— start Raw records —

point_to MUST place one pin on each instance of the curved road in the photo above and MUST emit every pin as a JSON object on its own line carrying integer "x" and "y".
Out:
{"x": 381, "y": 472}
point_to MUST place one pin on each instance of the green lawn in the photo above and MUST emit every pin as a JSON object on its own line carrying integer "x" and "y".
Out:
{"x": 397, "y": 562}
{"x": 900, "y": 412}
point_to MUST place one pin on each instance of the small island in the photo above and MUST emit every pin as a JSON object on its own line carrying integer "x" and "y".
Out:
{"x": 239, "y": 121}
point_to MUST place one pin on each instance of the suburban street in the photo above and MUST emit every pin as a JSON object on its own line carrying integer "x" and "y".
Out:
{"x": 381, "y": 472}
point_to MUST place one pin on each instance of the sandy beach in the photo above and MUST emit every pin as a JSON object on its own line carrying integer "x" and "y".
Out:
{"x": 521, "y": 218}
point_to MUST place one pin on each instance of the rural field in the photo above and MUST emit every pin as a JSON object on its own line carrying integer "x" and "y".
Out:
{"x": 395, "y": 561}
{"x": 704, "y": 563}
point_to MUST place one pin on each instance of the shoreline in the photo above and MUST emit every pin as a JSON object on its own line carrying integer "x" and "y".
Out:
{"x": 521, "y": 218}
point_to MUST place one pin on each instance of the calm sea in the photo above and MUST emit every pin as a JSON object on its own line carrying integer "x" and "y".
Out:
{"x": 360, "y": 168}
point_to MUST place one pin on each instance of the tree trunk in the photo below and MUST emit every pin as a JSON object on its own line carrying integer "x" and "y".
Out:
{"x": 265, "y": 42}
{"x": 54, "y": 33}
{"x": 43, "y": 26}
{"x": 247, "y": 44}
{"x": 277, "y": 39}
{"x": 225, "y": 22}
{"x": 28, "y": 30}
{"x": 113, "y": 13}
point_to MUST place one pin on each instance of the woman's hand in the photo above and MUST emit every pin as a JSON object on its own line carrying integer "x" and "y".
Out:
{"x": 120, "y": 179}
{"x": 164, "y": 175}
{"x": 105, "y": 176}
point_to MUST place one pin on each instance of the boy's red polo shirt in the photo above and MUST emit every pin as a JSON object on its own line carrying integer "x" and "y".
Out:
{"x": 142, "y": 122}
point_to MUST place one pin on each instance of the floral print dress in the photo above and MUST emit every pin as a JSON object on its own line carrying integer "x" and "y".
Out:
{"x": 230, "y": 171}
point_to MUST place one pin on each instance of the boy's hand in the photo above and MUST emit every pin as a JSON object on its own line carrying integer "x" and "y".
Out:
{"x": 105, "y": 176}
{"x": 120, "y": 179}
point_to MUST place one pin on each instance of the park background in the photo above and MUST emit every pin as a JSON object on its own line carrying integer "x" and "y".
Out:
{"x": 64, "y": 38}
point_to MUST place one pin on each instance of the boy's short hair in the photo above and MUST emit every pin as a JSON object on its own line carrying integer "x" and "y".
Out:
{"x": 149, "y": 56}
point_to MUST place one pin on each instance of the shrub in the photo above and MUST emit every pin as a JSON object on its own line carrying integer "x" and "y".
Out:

— end Raw records —

_Stated task_.
Copy the items above verbatim, from the line containing "the boy's short" through the final line of the items, with both of those lines included.

_Reply_.
point_to MUST place one pin on each instance of the boy's short hair in the photo above and MUST emit every pin as a JSON object on its own line carrying integer "x" and "y".
Out:
{"x": 149, "y": 56}
point_to MUST place one pin on each instance of the shrub in the photo above and MUST emit every pin as a JSON object on its own line carrying integer "x" and "y".
Out:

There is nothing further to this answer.